### What the task requires:
Quote the material below word for word, from its first line up to and including the line containing "POLYGON ((1126 703, 1118".

### Data entries:
● ● ●
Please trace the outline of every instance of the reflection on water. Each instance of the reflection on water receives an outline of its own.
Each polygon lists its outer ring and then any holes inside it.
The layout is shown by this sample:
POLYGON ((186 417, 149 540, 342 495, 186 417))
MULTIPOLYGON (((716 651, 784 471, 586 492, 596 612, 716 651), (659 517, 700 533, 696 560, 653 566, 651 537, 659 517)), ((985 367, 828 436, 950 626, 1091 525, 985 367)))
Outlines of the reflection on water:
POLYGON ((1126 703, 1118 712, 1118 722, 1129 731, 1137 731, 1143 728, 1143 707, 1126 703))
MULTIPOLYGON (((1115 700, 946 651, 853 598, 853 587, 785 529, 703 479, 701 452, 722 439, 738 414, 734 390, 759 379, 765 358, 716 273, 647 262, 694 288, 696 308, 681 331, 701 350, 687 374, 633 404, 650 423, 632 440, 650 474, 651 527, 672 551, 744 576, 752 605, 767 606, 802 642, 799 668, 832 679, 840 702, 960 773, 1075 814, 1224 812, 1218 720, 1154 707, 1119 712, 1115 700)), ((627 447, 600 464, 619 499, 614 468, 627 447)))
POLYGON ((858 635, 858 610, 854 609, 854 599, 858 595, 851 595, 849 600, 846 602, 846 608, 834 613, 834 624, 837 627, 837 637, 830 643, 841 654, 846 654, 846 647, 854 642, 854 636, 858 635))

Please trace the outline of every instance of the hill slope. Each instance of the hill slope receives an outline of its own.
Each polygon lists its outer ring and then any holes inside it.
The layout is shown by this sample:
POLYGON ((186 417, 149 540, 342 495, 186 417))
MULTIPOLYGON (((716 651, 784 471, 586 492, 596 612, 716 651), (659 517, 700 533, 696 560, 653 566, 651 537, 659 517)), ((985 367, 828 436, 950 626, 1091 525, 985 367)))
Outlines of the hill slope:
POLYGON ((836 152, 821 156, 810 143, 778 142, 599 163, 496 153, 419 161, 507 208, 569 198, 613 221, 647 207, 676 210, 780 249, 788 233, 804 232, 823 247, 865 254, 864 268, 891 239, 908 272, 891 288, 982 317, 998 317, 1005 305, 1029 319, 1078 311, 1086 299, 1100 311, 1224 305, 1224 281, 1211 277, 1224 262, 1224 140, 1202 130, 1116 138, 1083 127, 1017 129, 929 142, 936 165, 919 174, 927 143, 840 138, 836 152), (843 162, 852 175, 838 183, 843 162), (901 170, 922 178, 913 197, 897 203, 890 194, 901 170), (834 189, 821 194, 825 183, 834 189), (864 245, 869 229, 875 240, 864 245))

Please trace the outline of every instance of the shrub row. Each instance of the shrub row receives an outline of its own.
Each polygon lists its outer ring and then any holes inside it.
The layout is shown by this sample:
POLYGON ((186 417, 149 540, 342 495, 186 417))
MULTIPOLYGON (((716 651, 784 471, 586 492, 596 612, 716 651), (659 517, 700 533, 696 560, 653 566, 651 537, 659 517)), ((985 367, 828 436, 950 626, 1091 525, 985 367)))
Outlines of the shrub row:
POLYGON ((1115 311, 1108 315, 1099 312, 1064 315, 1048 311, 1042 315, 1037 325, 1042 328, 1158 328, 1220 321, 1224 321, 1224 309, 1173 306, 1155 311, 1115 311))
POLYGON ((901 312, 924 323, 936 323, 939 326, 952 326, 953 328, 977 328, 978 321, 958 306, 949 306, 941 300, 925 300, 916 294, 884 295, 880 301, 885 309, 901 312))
● ● ●
### Written solution:
Please trace the outline of every instance of the reflection on water. Each instance of the reflection on water receives an outline of its own.
Each polygon lists its outer ring and then any holes inside it.
The layout is shown by this sample:
POLYGON ((186 417, 149 540, 342 495, 186 417))
MULTIPOLYGON (((716 651, 784 471, 586 492, 596 612, 716 651), (659 517, 700 533, 696 560, 653 566, 651 537, 659 517)), ((985 367, 828 436, 950 626, 1091 525, 985 367)))
Outlines of the reflection on water:
POLYGON ((1126 703, 1118 712, 1118 722, 1129 731, 1137 731, 1143 728, 1143 707, 1126 703))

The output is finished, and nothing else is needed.